ARBEITSANWEISUNG
Bei welcher Wählergruppe sind die neuliberalen Parteien laut dem Text über den Neuliberalismus europaweit am genauesten bestimmt die Favoriten?

VORLIEGENDER TEXT
☆ ☆ ☆ ☆
Da diese neuliberalen Parteien des Protests allesamt organisations- und mitgliederschwach sind, müssen sie Medienparteien sein. Da sie über gewachsene Loyalitäten nicht verfügen, brauchen sie ständig das mobilisierende Thema, die aggressive Zuspitzung, die medial transportierbare Kampagne. Selbst als Regierungspartei muss dieser Typus des populistischen Neuliberalismus einen ungeheuren Budenzauber veranstalten, sonst ist er rasch weg vom Fenster. Insofern sind die Neuliberalen Eventparteien, aber sie ideologisieren und polarisieren auch scharf, repolitisieren durchaus die Parteienkonkurrenz.

Europaweit sind diese Parteien gegenwärtig die Favoriten bei den unter Dreißigjährigen. Genauer: bei den Männern unter dreißig. Noch genauer: bei jungen Männern aus den selbstständigen Mittelschichten und der Arbeiterschaft. Soziologisch unterscheidet sich der Neuliberalismus also markant vom rein bürgerlichen Altliberalismus. Insofern hat er auch mit dem brav-bräsigen Nationalliberalismus der 1950er- und 1960er-Jahre nichts zu schaffen. Der Neuliberalismus ist in seinem Wähleranhang – nicht in seinen Parlamentsvertretungen – proletarischer. Und er agiert dementsprechend politisch plebejischer, härter, militanter.
☆ ☆ ☆ ☆
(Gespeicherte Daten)

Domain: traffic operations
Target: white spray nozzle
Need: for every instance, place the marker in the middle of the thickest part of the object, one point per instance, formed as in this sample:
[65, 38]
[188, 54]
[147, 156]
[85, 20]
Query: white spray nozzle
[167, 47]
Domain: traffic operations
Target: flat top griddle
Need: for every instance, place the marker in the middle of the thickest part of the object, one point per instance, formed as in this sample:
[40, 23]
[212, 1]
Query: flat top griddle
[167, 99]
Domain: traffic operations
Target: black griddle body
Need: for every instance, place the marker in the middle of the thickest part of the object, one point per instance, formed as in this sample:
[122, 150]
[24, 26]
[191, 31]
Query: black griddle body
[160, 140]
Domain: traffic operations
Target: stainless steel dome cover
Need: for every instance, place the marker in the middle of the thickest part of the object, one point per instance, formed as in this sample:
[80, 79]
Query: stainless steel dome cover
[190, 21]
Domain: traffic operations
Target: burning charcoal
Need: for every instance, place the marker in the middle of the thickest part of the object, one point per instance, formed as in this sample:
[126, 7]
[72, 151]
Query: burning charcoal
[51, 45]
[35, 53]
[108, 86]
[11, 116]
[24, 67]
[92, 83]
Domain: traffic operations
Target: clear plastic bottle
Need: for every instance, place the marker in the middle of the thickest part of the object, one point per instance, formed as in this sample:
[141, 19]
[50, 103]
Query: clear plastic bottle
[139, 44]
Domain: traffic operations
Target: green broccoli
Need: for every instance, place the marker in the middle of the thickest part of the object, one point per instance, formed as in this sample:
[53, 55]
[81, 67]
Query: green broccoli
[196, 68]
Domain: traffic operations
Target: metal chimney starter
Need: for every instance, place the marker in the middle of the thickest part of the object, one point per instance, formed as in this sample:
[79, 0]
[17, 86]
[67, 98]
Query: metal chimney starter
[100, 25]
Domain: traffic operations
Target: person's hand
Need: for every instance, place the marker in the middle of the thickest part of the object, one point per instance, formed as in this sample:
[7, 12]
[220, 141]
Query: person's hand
☆ ☆ ☆ ☆
LÖSUNG
Bei jungen Männern unter dreißig aus den selbstständigen Mittelschichten und der Arbeiterschaft.